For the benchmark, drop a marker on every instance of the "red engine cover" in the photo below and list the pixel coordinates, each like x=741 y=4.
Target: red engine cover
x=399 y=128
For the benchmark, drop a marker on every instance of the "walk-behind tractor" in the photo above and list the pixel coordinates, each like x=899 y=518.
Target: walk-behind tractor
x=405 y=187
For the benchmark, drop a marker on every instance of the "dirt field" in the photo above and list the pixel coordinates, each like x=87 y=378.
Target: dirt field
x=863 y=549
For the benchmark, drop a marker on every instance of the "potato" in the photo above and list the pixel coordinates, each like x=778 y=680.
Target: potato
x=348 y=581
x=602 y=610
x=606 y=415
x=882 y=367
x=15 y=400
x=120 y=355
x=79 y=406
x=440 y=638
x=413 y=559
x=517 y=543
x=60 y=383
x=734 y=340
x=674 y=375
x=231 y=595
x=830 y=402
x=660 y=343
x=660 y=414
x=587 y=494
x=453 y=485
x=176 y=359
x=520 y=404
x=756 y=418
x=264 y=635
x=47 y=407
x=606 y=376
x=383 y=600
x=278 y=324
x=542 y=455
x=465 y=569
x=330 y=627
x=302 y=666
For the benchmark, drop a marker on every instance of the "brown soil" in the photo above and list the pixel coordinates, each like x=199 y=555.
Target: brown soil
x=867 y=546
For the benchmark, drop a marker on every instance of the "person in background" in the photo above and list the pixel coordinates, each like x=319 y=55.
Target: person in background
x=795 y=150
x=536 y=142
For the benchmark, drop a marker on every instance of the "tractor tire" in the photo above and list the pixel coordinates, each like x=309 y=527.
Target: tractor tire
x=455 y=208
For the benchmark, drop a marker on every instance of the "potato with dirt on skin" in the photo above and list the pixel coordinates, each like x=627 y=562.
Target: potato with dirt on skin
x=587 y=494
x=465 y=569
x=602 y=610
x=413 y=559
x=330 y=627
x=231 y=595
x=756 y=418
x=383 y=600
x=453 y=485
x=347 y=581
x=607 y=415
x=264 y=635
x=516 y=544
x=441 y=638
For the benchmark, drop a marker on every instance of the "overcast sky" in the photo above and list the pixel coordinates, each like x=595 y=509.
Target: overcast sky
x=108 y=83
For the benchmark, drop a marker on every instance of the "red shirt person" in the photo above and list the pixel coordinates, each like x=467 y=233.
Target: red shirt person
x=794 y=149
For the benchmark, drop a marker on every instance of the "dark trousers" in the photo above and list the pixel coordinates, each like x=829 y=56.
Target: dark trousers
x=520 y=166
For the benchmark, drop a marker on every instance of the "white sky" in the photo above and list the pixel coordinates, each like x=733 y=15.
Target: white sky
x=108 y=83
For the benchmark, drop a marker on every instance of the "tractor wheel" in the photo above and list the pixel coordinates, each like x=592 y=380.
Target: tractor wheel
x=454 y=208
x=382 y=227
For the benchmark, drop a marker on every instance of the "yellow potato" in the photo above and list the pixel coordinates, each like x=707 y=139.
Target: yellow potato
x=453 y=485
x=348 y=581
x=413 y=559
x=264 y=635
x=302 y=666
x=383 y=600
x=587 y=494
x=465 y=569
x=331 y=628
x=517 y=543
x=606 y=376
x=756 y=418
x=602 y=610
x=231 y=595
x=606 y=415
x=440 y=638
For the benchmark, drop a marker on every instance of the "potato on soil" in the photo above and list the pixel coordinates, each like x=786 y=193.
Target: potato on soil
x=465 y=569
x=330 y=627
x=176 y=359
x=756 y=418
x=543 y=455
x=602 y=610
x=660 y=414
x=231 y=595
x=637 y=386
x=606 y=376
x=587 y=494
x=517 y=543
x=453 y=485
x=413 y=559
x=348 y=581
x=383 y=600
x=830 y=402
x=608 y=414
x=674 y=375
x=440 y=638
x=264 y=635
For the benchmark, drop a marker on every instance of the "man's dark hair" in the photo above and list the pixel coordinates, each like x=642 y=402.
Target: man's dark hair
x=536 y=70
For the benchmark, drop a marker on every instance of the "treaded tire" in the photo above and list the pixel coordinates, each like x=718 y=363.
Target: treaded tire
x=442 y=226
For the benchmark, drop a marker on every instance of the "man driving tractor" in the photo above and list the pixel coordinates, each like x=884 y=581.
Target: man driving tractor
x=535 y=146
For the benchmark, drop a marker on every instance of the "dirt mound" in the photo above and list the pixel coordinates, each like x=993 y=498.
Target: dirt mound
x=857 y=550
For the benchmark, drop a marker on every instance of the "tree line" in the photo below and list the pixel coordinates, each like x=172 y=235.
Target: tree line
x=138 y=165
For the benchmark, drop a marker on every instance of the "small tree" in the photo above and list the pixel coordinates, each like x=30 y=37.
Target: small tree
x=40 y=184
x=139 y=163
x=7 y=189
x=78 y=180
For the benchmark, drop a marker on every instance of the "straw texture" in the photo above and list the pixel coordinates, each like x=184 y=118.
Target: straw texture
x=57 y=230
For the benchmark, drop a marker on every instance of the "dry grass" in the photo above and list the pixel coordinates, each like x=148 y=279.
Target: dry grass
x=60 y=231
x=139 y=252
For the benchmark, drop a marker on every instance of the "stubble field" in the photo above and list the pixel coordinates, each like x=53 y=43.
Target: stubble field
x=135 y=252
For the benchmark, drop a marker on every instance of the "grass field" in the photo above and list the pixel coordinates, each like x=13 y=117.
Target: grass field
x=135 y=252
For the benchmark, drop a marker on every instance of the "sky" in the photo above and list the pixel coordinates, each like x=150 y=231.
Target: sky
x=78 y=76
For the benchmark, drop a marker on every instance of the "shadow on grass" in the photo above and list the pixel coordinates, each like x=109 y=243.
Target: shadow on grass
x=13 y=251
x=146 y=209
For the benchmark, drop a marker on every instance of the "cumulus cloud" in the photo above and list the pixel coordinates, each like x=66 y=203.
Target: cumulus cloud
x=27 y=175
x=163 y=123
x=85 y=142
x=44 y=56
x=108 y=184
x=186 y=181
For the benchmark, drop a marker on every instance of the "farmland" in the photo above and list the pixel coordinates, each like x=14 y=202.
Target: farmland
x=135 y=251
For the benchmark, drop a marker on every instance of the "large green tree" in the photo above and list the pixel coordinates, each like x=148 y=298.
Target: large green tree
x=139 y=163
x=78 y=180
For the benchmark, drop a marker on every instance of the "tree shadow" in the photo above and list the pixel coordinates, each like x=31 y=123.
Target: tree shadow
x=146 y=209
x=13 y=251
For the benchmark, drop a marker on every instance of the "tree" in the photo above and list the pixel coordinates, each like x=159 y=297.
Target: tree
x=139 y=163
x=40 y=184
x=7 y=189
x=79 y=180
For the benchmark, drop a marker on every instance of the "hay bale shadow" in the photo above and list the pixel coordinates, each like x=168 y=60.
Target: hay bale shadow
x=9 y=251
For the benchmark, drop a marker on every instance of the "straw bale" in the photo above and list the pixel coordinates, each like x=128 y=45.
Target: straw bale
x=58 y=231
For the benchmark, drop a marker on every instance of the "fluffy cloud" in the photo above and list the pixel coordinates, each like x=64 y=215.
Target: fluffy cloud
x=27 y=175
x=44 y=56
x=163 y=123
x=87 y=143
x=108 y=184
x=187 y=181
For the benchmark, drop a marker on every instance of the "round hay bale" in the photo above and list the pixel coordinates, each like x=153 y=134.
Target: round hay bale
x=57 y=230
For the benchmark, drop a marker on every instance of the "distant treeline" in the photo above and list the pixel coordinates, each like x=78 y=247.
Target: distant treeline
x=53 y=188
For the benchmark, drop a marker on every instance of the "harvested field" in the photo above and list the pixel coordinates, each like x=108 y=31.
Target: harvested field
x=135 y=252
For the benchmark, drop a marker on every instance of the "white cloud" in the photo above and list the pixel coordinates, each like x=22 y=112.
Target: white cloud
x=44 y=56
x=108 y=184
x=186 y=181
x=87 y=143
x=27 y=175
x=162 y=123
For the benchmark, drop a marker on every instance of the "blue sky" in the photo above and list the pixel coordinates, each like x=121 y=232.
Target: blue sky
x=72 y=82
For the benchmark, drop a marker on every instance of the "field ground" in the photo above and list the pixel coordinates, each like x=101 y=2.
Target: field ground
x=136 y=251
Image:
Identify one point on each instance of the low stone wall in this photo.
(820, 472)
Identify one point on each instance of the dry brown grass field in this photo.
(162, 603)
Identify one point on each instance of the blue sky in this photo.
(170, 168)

* _Problem details_
Write out the lines from the very first one through the line containing "x=455 y=208", both included, with each line reproduced exactly.

* _Answer to this exercise_
For the benchmark, drop a marker on every instance of the "red engine cover" in the photo below and list the pixel coordinates, each like x=741 y=4.
Target: red engine cover
x=399 y=128
For the benchmark, drop a marker on every instance of the "walk-behind tractor" in the photo above and list the pixel coordinates, each like x=899 y=518.
Target: walk-behind tractor
x=405 y=187
For the benchmark, drop a marker on every instance of the "dirt field" in the photo above and list the pixel coordinates, each like x=87 y=378.
Target: dirt field
x=863 y=549
For the benchmark, drop a marker on every instance of the "potato" in the photo above and list the pixel coordinates, each like x=778 y=680.
Target: potato
x=348 y=581
x=602 y=610
x=606 y=415
x=882 y=367
x=15 y=400
x=120 y=355
x=79 y=406
x=440 y=638
x=413 y=559
x=517 y=543
x=60 y=383
x=734 y=340
x=674 y=375
x=231 y=595
x=830 y=402
x=660 y=343
x=660 y=414
x=587 y=494
x=453 y=485
x=176 y=359
x=520 y=404
x=756 y=418
x=264 y=635
x=47 y=407
x=606 y=376
x=383 y=600
x=278 y=324
x=542 y=455
x=465 y=569
x=330 y=627
x=302 y=666
For the benchmark, drop a marker on every instance of the "brown soil" in the photo above and list the pixel coordinates, each like x=199 y=555.
Target: brown soil
x=867 y=546
For the benchmark, drop a marker on every instance of the "person in background" in the photo above and list the pixel coordinates, each like x=319 y=55.
Target: person in background
x=795 y=150
x=536 y=142
For the benchmark, drop a marker on every instance of the "tractor tire" in the photo above and list the pixel coordinates, each like x=309 y=527.
Target: tractor tire
x=455 y=208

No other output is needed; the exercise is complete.